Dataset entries
════════

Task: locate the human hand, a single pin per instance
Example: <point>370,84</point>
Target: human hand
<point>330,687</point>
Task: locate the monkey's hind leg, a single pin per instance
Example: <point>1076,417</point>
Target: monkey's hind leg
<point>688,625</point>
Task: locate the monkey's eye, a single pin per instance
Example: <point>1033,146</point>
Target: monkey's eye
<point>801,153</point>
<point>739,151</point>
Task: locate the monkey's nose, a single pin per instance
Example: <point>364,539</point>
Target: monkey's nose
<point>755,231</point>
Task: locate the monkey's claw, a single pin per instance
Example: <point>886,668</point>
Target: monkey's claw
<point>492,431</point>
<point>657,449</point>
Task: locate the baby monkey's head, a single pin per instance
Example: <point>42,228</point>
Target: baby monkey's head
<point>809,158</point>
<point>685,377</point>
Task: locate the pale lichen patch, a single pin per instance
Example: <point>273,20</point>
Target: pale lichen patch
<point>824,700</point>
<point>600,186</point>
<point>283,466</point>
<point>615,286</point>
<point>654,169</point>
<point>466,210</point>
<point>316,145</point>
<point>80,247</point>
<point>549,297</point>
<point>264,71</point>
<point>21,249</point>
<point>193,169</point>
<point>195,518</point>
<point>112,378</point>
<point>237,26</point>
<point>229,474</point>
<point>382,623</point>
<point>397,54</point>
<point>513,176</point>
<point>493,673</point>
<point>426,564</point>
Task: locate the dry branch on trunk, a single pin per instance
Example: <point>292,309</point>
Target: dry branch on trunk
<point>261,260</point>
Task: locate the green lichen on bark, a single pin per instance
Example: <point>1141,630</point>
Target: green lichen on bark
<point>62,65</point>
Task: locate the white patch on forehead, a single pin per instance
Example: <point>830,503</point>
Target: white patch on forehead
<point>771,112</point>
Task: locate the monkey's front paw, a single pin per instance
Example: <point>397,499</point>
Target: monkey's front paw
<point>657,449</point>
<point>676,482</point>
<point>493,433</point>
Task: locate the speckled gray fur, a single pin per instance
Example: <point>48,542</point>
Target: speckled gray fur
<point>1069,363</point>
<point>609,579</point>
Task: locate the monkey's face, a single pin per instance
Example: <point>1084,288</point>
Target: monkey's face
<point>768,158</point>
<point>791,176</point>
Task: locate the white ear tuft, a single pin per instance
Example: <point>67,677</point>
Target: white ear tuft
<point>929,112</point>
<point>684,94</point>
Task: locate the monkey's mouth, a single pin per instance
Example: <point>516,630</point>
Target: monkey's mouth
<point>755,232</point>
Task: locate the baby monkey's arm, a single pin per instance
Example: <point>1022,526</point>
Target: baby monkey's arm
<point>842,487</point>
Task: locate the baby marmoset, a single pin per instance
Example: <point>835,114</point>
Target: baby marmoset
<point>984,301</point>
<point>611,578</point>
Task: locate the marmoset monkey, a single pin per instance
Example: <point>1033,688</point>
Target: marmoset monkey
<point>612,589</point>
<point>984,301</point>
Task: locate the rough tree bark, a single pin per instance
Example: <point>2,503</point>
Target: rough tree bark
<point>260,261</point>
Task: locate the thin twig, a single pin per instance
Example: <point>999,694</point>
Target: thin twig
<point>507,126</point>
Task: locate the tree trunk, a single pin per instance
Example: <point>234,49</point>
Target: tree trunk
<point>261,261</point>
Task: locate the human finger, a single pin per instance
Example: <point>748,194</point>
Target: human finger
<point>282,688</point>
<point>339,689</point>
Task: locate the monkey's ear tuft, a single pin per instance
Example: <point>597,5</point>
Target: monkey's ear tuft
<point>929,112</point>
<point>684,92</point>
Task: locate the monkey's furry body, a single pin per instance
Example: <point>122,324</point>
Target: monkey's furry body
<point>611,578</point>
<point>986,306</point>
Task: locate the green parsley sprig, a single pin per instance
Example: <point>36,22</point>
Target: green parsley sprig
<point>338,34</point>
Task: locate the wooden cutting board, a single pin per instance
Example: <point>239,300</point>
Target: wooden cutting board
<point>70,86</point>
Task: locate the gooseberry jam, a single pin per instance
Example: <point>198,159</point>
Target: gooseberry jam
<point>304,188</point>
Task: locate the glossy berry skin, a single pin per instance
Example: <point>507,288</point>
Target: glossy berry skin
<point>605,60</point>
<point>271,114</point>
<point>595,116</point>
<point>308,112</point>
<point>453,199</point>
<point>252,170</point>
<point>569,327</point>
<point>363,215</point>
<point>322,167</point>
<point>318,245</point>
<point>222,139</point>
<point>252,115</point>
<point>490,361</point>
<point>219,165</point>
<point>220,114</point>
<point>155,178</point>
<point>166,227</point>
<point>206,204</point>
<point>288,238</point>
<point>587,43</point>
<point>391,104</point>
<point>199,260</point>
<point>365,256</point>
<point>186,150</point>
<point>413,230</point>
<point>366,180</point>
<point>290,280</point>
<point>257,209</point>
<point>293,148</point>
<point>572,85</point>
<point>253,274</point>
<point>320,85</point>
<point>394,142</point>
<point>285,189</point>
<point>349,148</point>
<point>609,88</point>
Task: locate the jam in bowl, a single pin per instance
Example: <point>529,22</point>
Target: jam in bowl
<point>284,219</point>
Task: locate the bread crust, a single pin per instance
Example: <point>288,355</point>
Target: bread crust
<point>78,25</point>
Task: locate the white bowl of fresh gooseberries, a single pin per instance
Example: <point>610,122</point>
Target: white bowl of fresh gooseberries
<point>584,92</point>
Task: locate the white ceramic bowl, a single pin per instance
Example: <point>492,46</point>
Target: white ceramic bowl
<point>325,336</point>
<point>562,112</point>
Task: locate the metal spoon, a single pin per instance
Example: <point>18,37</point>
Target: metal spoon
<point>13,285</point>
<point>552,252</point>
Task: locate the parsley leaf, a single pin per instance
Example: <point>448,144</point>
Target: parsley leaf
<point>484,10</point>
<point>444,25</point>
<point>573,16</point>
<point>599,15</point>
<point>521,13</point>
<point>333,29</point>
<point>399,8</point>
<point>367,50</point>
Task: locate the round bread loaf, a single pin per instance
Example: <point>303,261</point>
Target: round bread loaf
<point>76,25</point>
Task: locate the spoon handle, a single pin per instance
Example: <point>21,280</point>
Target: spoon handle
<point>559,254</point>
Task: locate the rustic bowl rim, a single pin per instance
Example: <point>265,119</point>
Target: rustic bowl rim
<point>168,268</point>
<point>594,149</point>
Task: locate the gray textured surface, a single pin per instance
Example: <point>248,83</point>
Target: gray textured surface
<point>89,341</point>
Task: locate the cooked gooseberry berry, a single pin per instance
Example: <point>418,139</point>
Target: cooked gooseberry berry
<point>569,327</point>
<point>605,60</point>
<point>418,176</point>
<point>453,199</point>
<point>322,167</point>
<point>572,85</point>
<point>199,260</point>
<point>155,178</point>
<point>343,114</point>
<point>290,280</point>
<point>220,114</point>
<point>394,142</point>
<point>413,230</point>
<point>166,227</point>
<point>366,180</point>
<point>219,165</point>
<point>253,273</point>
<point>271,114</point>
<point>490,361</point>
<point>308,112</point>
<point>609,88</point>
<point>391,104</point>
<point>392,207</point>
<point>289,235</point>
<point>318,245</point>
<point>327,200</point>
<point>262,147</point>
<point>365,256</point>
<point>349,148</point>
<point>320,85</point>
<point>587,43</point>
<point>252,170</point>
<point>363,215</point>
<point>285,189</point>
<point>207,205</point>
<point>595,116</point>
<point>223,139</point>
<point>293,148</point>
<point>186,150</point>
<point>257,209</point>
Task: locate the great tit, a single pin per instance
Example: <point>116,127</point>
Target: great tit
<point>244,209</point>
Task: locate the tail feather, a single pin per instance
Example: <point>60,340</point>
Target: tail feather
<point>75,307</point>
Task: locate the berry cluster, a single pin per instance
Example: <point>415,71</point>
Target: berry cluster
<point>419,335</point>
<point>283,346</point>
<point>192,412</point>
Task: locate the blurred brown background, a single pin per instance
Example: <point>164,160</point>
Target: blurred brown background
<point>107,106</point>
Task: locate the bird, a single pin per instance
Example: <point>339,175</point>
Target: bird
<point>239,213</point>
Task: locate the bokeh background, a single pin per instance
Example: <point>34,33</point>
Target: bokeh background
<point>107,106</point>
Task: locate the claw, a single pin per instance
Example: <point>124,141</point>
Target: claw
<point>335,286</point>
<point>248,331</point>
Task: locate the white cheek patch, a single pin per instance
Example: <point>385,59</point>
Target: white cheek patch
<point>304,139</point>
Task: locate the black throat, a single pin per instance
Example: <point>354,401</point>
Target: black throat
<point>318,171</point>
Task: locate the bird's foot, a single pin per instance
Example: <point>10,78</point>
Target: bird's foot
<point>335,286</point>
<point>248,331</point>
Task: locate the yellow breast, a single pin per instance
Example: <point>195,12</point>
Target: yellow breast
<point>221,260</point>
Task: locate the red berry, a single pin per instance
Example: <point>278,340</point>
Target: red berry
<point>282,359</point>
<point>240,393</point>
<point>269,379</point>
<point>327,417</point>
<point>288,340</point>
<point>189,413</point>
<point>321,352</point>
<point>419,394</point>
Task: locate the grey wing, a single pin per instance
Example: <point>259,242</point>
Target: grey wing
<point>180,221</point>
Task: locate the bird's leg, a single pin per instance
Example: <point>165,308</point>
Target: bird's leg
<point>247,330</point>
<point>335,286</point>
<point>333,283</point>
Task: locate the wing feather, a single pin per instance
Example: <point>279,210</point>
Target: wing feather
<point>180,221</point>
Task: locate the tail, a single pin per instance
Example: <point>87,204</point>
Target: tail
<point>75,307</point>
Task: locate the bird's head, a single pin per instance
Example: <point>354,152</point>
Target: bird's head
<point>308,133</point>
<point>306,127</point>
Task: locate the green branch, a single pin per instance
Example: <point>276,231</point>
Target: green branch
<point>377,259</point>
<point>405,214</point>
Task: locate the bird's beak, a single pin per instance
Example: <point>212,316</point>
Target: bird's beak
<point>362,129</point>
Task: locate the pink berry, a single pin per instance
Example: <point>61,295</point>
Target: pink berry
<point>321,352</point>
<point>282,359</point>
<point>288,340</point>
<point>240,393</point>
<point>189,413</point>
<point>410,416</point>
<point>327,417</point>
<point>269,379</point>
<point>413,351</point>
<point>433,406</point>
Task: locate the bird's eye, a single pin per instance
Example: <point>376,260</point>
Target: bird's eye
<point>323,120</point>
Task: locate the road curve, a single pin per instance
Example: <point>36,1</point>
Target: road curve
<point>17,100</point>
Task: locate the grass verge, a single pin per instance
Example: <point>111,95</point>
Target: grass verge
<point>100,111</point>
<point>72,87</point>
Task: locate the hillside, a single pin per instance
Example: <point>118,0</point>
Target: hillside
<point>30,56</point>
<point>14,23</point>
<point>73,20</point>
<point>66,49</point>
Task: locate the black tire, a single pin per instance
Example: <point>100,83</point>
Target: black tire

════════

> _Problem_
Repeat every line of the items from the one containing "Task: locate the round" down to the one containing "<point>89,341</point>", including both of those lines.

> _Full answer_
Task: locate the round bread loaf, a single pin per instance
Example: <point>303,261</point>
Target: round bread loaf
<point>76,25</point>
Task: locate the spoon handle, a single pin per instance
Example: <point>21,280</point>
Target: spoon handle
<point>559,254</point>
Task: locate the rustic bowl rim, a single pin per instance
Example: <point>265,119</point>
Target: rustic bowl rim
<point>168,268</point>
<point>594,149</point>
Task: locate the gray textured surface, a single pin per instance
Example: <point>248,83</point>
Target: gray textured surface
<point>89,341</point>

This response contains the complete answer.